## Quoted passage
▼

Downstream distributions do package crawl as well, but often lag behind
relative to current crawl versions, and the CDO PPA is updated with every
release. We currently produce packages for both i386 and amd64 architectures
using debian (either stable or oldstable), which usually allows installing on
Ubuntu as well. This guide has steps for building these using cowbuilder and
pbuilder, based on the debian directory in crawl-ref/source/debian of the
crawl source repository.
The Debian maintainer's guide is a good resource for working with debian
packages:
https://www.debian.org/doc/manuals/maint-guide/index.en.html
## 1. Prerequisites and setup
Basics:
1. A Debian system of some kind. One recommended option is to use a docker
container that is specific to this purpose. This section walks you through
installing the main packages (cowbuilder, pbuilder) used for building the
packages.
2. Login access to crawl.develz.org, in order to install into the PPA.
The cowbuilder and pbuilderrc can be set up once and re-used for each DCSS
release. The cowbuilder directory should be updated before each release.
See the following documentation if you have trouble with cowbuilder or
pbuilder during any of these steps:
* https://wiki.debian.org/cowbuilder
* https://wiki.debian.org/PbuilderTricks
### 1.1 Set up your pbuilderrc
We use the cowbuilder program to create the copy-on-write chroot directories,
and use pbuilder to build the packages in the chroot. A `pbuilderrc` file is
needed to tell pbuilder to use the cowbuilder system and to set downstream
shell variables. To use the example pbuilderrc file in this directory, copy it
to `~/.pbuilderrc` or (as root) to `/etc/pbuilderrc` after making any
modifications.

▲

## Available records
▼

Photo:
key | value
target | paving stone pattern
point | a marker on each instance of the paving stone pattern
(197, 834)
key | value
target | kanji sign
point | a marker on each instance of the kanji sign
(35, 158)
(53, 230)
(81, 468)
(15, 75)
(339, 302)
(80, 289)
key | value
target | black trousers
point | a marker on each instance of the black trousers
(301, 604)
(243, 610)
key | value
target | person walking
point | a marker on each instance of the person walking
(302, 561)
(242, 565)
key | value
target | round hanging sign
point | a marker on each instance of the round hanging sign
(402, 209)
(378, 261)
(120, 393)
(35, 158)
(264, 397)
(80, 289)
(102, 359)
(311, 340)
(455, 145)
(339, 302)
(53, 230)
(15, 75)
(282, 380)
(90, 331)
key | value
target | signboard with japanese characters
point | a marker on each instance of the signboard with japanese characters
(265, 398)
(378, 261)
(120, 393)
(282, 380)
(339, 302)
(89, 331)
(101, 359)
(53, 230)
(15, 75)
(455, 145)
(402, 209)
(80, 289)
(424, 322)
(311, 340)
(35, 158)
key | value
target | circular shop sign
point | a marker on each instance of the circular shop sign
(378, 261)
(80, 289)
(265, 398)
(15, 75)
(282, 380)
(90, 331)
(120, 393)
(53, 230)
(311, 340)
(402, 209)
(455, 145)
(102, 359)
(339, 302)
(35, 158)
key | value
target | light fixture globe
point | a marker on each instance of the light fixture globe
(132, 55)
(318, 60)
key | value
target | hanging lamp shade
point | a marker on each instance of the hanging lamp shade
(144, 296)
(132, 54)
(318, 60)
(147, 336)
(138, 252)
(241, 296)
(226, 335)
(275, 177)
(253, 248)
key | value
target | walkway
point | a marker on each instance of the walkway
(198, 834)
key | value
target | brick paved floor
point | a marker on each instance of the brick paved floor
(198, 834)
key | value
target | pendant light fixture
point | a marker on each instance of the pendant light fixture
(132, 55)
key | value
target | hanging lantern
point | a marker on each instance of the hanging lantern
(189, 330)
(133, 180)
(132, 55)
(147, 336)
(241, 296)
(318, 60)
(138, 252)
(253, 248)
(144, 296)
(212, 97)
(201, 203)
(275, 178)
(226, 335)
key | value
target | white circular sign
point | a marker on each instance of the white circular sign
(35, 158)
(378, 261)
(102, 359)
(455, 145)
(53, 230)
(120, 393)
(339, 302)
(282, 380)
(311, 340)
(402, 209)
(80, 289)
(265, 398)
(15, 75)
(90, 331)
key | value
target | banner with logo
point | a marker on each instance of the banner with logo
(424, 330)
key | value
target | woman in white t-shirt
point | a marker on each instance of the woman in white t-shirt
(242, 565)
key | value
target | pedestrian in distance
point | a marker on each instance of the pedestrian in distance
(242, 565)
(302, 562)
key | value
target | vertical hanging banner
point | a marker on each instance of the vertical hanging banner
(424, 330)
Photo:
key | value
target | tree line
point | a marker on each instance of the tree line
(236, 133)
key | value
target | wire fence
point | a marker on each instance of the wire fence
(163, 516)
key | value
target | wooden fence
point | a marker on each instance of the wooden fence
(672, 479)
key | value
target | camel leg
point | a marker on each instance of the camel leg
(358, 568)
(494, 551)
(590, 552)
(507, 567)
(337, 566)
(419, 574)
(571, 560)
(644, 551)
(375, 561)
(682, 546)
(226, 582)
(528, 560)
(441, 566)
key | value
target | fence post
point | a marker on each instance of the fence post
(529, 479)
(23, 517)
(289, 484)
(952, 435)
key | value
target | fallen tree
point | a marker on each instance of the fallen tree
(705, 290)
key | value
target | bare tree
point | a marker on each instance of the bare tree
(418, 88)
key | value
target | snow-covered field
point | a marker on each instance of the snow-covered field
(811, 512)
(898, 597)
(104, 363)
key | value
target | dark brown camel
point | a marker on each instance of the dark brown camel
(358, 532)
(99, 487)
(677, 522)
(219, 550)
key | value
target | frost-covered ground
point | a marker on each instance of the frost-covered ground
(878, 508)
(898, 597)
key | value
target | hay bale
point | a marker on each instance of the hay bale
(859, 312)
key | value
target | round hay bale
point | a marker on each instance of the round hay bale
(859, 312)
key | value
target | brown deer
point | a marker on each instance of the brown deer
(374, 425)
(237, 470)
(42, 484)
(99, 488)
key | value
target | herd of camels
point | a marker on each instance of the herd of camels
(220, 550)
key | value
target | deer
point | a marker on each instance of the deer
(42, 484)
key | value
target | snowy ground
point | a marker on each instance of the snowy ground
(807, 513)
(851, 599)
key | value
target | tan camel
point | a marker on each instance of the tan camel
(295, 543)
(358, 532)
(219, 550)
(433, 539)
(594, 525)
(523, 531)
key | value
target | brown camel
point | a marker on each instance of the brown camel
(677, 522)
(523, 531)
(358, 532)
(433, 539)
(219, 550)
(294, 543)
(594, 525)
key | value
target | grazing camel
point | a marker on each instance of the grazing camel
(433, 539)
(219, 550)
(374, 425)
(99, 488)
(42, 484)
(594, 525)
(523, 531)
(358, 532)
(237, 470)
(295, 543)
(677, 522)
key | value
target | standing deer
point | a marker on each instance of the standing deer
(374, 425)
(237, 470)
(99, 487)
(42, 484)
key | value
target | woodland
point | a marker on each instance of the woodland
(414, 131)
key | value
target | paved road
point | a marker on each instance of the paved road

▲

## Exercise requirements
A: Summarize the crawl packaging guide above in two sentences.
B: Collect each line in the records that contains the string "walkway", treating uppercase and lowercase as different.

## Results of the tasks
A: Downstream distributions often lag behind current crawl versions, while the CDO PPA is updated with every release using i386 and amd64 packages built on Debian; building them requires a Debian system, and installing into the PPA requires login access to crawl.develz.org. The guide uses cowbuilder to create copy-on-write chroot directories and pbuilder to build the packages in them, with a pbuilderrc file, copied to ~/.pbuilderrc or /etc/pbuilderrc, telling pbuilder to use the cowbuilder system.

B:
target | walkway
point | a marker on each instance of the walkway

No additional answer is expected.